* _Problem requirements_
Find the line with "# test: pointer marks the draped" in the entries below. Repeat it, every following line, and the line with "# test: pointer marks the dark wood", exactly and with nothing added.

* _Records shown_
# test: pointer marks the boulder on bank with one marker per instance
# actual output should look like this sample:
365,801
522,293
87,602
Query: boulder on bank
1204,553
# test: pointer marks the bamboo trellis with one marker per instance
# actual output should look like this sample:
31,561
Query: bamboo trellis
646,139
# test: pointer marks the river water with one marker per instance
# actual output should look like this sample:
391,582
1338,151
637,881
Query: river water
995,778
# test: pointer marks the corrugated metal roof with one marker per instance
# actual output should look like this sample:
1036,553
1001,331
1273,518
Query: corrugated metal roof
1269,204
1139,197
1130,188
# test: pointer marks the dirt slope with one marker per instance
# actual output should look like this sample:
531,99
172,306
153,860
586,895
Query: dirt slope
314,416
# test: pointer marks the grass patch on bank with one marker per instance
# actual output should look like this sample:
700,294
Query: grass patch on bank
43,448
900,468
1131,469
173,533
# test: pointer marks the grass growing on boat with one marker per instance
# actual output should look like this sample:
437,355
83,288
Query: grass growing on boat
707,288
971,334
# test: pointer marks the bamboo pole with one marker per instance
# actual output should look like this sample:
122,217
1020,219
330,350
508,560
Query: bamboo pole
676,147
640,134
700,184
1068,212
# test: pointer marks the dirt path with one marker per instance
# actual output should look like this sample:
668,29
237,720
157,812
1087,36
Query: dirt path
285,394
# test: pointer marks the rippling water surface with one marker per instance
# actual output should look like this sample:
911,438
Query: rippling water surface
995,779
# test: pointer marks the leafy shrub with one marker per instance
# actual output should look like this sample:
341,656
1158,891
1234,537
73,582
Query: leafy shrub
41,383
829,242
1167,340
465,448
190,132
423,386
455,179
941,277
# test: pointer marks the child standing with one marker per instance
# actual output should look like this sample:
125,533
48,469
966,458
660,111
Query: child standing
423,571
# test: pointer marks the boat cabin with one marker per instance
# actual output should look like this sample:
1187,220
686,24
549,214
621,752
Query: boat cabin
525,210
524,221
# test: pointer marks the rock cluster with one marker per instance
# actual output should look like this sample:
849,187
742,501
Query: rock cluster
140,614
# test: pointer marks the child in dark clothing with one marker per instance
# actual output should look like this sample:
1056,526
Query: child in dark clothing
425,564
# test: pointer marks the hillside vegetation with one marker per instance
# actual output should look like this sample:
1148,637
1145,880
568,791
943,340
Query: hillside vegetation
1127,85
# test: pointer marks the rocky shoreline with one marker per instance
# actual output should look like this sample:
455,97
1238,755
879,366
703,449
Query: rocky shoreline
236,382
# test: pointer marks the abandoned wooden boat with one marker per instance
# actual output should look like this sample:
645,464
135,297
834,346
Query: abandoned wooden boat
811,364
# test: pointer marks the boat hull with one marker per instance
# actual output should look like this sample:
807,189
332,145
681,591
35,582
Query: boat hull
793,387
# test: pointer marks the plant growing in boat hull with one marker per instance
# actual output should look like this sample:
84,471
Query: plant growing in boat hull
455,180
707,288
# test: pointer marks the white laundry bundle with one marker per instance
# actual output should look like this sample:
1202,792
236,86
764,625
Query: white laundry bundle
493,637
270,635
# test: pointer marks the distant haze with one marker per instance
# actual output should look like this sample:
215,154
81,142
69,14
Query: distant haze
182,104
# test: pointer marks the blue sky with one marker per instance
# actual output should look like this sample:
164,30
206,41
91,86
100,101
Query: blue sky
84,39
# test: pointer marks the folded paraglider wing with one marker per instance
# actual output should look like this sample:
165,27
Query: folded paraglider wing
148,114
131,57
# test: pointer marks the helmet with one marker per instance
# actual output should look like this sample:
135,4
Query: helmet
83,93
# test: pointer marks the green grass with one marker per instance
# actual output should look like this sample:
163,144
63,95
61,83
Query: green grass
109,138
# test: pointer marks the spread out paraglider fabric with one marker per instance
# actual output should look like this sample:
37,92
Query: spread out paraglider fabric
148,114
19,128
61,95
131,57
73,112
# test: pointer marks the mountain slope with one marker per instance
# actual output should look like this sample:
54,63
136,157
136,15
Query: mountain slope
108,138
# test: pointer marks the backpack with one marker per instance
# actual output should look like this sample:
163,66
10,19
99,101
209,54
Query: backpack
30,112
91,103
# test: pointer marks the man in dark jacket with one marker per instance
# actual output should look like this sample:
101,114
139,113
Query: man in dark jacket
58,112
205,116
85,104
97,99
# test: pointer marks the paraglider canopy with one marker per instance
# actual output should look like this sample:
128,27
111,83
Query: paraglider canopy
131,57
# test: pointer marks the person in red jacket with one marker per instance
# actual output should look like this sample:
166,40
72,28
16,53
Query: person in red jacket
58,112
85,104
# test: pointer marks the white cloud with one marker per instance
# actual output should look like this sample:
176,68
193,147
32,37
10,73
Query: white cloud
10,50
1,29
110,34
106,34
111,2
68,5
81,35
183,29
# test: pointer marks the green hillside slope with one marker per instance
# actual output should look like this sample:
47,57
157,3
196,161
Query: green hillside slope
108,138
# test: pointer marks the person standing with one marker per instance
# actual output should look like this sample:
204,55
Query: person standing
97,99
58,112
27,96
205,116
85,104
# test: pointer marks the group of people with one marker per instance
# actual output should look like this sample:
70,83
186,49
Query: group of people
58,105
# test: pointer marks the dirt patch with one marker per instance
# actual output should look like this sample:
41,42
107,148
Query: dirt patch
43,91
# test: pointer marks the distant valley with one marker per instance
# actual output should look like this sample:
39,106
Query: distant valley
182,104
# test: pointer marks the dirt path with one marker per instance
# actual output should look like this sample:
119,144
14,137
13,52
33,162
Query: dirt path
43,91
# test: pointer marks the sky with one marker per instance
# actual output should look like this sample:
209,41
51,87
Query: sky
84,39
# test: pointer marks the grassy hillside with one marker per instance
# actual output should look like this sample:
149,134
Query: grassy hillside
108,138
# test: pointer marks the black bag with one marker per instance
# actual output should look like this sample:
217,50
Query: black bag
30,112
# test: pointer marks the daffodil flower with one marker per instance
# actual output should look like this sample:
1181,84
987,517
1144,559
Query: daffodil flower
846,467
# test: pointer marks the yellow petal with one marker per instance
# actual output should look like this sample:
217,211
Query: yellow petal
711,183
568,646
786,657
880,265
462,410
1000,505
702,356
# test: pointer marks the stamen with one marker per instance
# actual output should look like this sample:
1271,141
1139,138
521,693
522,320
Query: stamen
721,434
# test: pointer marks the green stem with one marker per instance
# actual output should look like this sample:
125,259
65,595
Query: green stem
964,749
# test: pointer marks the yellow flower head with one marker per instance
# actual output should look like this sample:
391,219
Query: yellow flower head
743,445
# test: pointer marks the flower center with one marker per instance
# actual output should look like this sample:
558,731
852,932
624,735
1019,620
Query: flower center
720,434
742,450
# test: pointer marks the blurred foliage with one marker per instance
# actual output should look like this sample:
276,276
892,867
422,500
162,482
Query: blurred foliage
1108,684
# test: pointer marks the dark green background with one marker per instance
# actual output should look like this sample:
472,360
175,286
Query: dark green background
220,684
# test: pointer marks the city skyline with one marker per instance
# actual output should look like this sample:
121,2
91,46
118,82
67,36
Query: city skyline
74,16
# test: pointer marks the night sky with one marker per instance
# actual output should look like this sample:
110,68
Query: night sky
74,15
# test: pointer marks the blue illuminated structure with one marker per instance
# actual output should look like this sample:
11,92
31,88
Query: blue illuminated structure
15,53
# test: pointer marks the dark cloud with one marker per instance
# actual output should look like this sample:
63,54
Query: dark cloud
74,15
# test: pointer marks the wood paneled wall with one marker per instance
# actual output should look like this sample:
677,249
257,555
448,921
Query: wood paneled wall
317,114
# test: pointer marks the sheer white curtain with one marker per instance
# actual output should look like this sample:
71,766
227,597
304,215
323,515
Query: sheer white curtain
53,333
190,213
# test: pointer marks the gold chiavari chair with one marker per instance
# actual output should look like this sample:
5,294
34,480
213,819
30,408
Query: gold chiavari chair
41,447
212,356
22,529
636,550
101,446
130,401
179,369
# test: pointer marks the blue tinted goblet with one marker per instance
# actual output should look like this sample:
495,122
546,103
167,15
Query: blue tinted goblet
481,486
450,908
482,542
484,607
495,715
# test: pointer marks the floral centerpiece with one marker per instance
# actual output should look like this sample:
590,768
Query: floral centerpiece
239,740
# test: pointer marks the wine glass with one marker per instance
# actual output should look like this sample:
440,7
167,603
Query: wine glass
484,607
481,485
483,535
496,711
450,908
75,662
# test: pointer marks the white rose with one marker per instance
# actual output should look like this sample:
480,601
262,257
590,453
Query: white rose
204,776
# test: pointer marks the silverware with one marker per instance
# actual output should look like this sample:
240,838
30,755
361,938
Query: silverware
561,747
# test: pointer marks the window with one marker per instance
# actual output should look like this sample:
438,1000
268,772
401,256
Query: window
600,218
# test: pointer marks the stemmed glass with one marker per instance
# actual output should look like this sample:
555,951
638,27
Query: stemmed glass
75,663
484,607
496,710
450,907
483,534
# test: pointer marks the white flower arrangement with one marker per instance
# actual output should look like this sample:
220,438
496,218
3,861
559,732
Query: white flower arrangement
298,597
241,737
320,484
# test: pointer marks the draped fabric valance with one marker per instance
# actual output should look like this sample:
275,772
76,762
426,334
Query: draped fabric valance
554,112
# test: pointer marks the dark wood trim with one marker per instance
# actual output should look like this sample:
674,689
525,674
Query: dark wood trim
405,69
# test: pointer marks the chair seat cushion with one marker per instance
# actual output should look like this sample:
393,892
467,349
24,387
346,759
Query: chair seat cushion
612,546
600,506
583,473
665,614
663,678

* _Result for this task_
# test: pointer marks the draped fabric valance with one marker per instance
# actual output should look like this sample:
275,772
76,762
426,334
Query: draped fabric valance
554,112
# test: pointer marks the dark wood trim with one marker per instance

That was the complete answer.